╭─ Records to process

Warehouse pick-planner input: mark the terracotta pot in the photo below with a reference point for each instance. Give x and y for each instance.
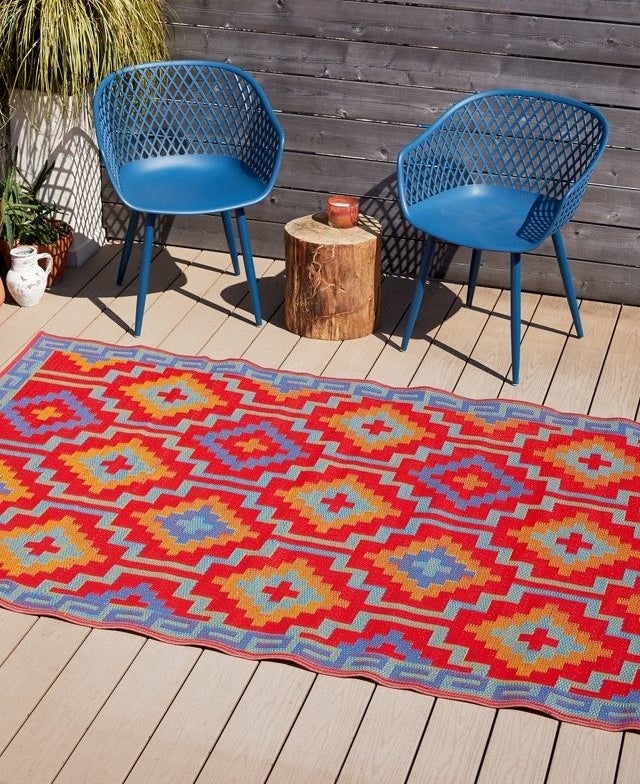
(59, 250)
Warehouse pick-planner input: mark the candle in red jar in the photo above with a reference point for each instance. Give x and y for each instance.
(342, 211)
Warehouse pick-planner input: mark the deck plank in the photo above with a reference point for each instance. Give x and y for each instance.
(387, 740)
(180, 746)
(120, 731)
(31, 669)
(249, 746)
(519, 749)
(583, 754)
(453, 746)
(320, 738)
(618, 389)
(13, 627)
(47, 738)
(629, 763)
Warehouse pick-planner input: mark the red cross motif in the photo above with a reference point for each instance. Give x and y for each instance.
(172, 395)
(574, 543)
(595, 461)
(283, 590)
(538, 639)
(119, 463)
(376, 427)
(45, 545)
(337, 503)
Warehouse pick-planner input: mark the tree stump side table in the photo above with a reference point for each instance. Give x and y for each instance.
(332, 288)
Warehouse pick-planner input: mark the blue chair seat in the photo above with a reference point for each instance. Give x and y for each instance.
(501, 170)
(187, 137)
(487, 216)
(214, 183)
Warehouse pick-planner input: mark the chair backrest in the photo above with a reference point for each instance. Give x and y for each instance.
(532, 141)
(186, 107)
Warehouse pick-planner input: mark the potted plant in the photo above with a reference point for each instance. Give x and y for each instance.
(52, 57)
(28, 219)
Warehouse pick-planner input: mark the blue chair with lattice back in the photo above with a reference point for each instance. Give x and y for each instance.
(187, 138)
(502, 170)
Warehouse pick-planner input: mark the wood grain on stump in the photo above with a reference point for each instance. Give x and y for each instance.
(332, 287)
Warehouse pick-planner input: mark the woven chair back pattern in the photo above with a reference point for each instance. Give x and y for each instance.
(187, 108)
(525, 141)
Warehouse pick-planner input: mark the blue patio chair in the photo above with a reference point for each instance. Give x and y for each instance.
(186, 138)
(501, 170)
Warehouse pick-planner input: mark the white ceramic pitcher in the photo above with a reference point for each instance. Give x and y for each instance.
(26, 279)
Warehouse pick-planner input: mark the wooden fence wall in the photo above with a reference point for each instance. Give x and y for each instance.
(352, 80)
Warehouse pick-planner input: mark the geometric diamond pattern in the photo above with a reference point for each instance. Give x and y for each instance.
(484, 550)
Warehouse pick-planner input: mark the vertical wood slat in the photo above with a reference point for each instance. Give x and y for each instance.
(47, 738)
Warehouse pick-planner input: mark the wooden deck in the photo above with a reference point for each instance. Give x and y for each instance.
(95, 706)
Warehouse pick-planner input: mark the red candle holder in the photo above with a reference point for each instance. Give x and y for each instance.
(342, 211)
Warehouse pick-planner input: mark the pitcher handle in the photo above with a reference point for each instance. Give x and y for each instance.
(49, 258)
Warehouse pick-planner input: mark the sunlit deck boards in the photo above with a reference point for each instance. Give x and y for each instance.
(80, 705)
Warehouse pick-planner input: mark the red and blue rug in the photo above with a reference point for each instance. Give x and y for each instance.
(481, 550)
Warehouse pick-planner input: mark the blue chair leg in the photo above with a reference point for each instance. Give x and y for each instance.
(128, 244)
(473, 275)
(145, 267)
(247, 257)
(231, 240)
(567, 281)
(418, 292)
(516, 316)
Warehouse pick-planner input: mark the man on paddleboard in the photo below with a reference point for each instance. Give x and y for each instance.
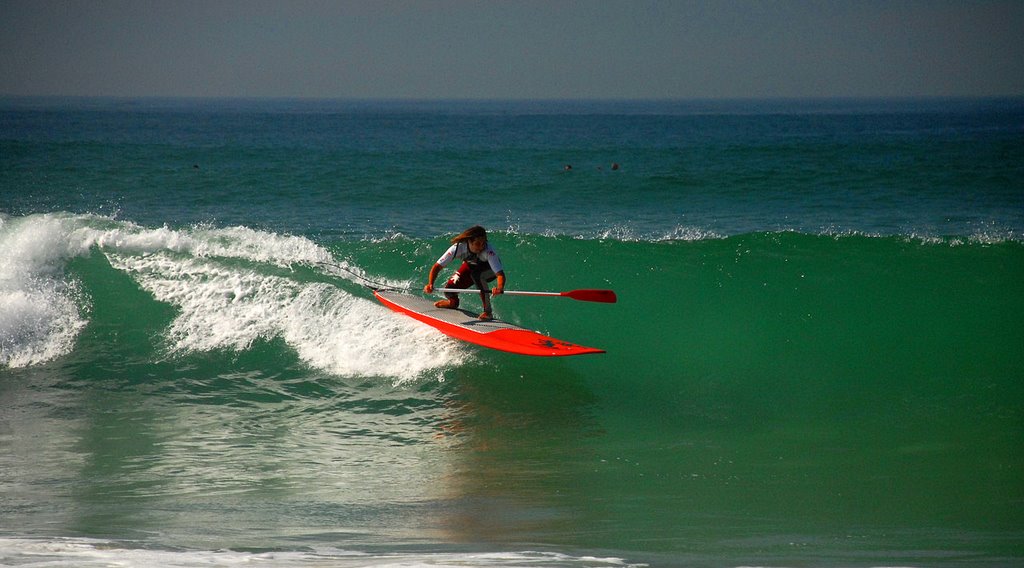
(480, 265)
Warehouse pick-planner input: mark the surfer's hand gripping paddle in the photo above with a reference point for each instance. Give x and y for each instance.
(586, 295)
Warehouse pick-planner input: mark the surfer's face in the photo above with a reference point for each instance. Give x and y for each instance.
(477, 245)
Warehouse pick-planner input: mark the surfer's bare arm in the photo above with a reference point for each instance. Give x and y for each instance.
(433, 276)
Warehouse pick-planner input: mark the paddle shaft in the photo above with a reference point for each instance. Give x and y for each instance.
(605, 296)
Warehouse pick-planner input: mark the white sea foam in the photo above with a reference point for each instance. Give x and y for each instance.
(85, 553)
(229, 309)
(223, 304)
(41, 311)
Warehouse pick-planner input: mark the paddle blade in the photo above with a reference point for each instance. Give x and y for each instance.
(605, 296)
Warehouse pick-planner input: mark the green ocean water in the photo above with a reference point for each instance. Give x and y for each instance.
(818, 365)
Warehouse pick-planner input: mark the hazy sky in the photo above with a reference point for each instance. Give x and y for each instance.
(509, 49)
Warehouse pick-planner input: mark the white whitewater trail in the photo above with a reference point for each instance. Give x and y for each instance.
(213, 277)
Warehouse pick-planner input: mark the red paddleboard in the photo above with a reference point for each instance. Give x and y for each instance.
(467, 326)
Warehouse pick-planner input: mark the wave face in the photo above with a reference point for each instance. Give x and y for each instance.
(817, 356)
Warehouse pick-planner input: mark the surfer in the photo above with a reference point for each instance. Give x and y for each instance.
(480, 265)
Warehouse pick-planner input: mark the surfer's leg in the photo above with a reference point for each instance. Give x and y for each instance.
(481, 278)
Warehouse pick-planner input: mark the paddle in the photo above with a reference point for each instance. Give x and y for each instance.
(587, 295)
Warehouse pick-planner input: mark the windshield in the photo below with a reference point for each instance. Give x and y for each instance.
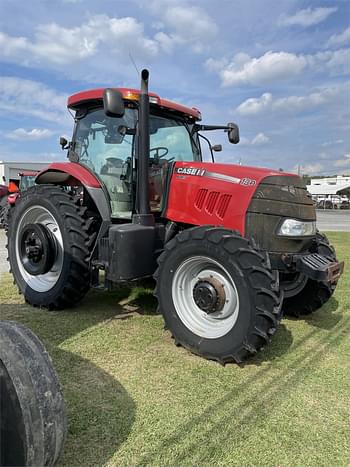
(99, 142)
(107, 146)
(26, 182)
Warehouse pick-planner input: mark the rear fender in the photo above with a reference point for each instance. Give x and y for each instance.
(73, 174)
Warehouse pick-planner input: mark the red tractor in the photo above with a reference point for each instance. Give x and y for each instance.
(13, 191)
(229, 246)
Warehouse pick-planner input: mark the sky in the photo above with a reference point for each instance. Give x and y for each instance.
(278, 68)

╰─

Leave images out of the retyped records; keep all else exact.

Warehouse pick-planner input: mark the terracotta pot in the photo below with a reference point for each instance. Give x and y for each instance.
(59, 250)
Warehouse pick-planner input: mark the candle in red jar in the photo above with a reference point for each instance. Give x and y for each instance.
(342, 211)
Warehouse pick-planner input: mark the deck plank in the photo above with a reference point for each instance. Give x and y for each instance.
(387, 740)
(180, 746)
(120, 731)
(31, 669)
(249, 746)
(519, 749)
(583, 754)
(453, 746)
(320, 738)
(618, 389)
(13, 627)
(47, 738)
(629, 763)
Warehouse pick-planner input: mark the red cross motif in the photo above with a reference point for each instance. Give x and y for each instance.
(172, 395)
(574, 543)
(595, 461)
(283, 590)
(538, 639)
(119, 463)
(376, 427)
(45, 545)
(337, 503)
Warehouse pick-planner input: mark the tree stump side table in the photo above with a reference point for each instance. Give x and y for each instance.
(332, 288)
Warehouse pick-planner input: mark the blue chair seat in the photo above with a reference point for each instance. Give x and y for each instance.
(501, 170)
(187, 137)
(487, 216)
(214, 183)
Warehouse pick-planner input: mark the chair backrest in the photo above with a reference point for each instance. Give x and y for each instance.
(532, 141)
(186, 107)
Warehouse pick-planner input: mark the potted plant in the photo above with a reference point for each instance. Give x and y for each instance.
(52, 57)
(28, 219)
Warehouse pick-planner input: mark the blue chair with lattice back in the photo above with a reference point for each instance. Give x and y for each instance.
(187, 138)
(502, 170)
Warehouse pick-planner input: mark the wood grain on stump in the photo above with a reference point for each instance. Give x and y for each instance.
(332, 287)
Warehouse pick-planner input: mark the woven chair back pattern in the photo above with a reference point for each instance. Give x and y for each instance.
(187, 108)
(525, 141)
Warehouse pick-planner input: mark the blue patio chair in the photo above with a reference point for each instance. Give x and y for each instance.
(186, 138)
(501, 170)
Warehouse pick-planner input: mark the white ceramic pitcher in the photo above with a reference point for each instance. Give x and y for each instance.
(26, 279)
Warehouse pick-planner input: mark the wooden fence wall in the photo above with a reference point for each instance. Give x and y for each instance.
(352, 80)
Warehouse pick-planner input: mark the geometric diamond pattern in the photo above with a reference point for each instance. Give x and y for each instance.
(484, 550)
Warehouse pick-planner input: mark the vertical wood slat in the photo above with a reference point for each instance. Give x and y for each instance.
(47, 738)
Warehouse pick-planner input: mark the wooden deck in the photo above with a reference point for each instance. Give x and y for each instance.
(95, 706)
Warehouse pick-planner input: mark the red candle holder in the photo above with a reference point for each instance. Give x and y for each instance.
(342, 211)
Warehouse pick-planner input: mark the pitcher handle in the photo above with a reference point for each instance. Give x and y for each instance.
(49, 258)
Warehouse pick-planner input: mark the sunlit deck boards in the photo above with a reference point for each instance. Give x and y for each instance.
(80, 705)
Warehouse pick-planner input: mark the red and blue rug in the photo above with a reference point for each instance. Give x and y for each instance.
(481, 550)
Warehouse pick-planner input: mark the blue chair leg in the photo above with a reference point for each instance. Give x and y for each instance.
(128, 244)
(473, 275)
(145, 267)
(247, 257)
(231, 240)
(567, 281)
(418, 292)
(516, 316)
Warehouse pick-planner input: mark the man on paddleboard in the photo below with a reference point for each instance. Give x and y for each instance.
(480, 265)
Warehouse pick-planner input: mark the surfer's hand gripping paddle in the photo above with a reference point for each instance. Give x and y for each instance.
(586, 295)
Warehouse pick-planner input: mark the surfer's face in the photo above with a reference point for each instance. Give x and y for each instance.
(477, 245)
Warehouse pick-planner input: mark the surfer's bare arm in the photo above with a reference point for each instance. Give x and y for each instance.
(433, 276)
Warehouse pick-planner input: mark the paddle shaft in the photo above with a reference point for each instance. Give x and y for each instance.
(605, 296)
Warehouse pick-planner input: mark the white sea foam in the photo above with a reference point for each instance. Give x and y for each instance.
(85, 553)
(229, 309)
(223, 304)
(41, 311)
Warehouse pick-planner input: mark the paddle blade in the photo above with a reference point for each instance. Give x and y for each instance.
(605, 296)
Warehouse pick-planner input: mark the green ocean water in the photo above with a reference point for each instance. Give x and y for each instance.
(818, 365)
Warehouse pick-planner input: mark the hazy sky in the photo above with a reference point for each instance. Give x and y for each instance.
(509, 49)
Warehouse pick-planner input: mark the white whitewater trail in the photo above with a reference point for each instance. Give x and y for each instance.
(213, 277)
Warehouse pick-planner input: mark the red paddleboard in the photo above with a reference point for each instance. Give x and y for each instance.
(467, 326)
Warehouse pick-planner input: mark the wave face in the photo above with a reference point for each instance. Give x and y for each instance.
(817, 356)
Warehouse pick-planner input: mark the surfer in the photo above with a reference point for each instance. Give x and y for each instance.
(480, 265)
Warehouse pick-planner input: mark the surfer's leg in the photo above with a reference point for each instance. Give x and y for each instance.
(481, 278)
Warehouse pick-planner input: mark the paddle in the photo above with a reference point for each instance. Give x and y for each instance.
(587, 295)
Warehouse pick-planner input: mark the windshield in the photo below with a reference point for each instance. Give x and y for each instance.
(99, 142)
(107, 146)
(26, 182)
Warehouse pick-planner input: mark the rear fender in the photo above with a reference point for each instance. Give x and y for each instance.
(73, 174)
Warehouse pick-planner input: mark the red tractor in the photo above with a reference point for each instance. Give x and y for each instance.
(13, 191)
(229, 246)
Warehouse pick-planner input: mark the sky in the photo above with a reference point for each instance. Give x and y for each instance.
(278, 68)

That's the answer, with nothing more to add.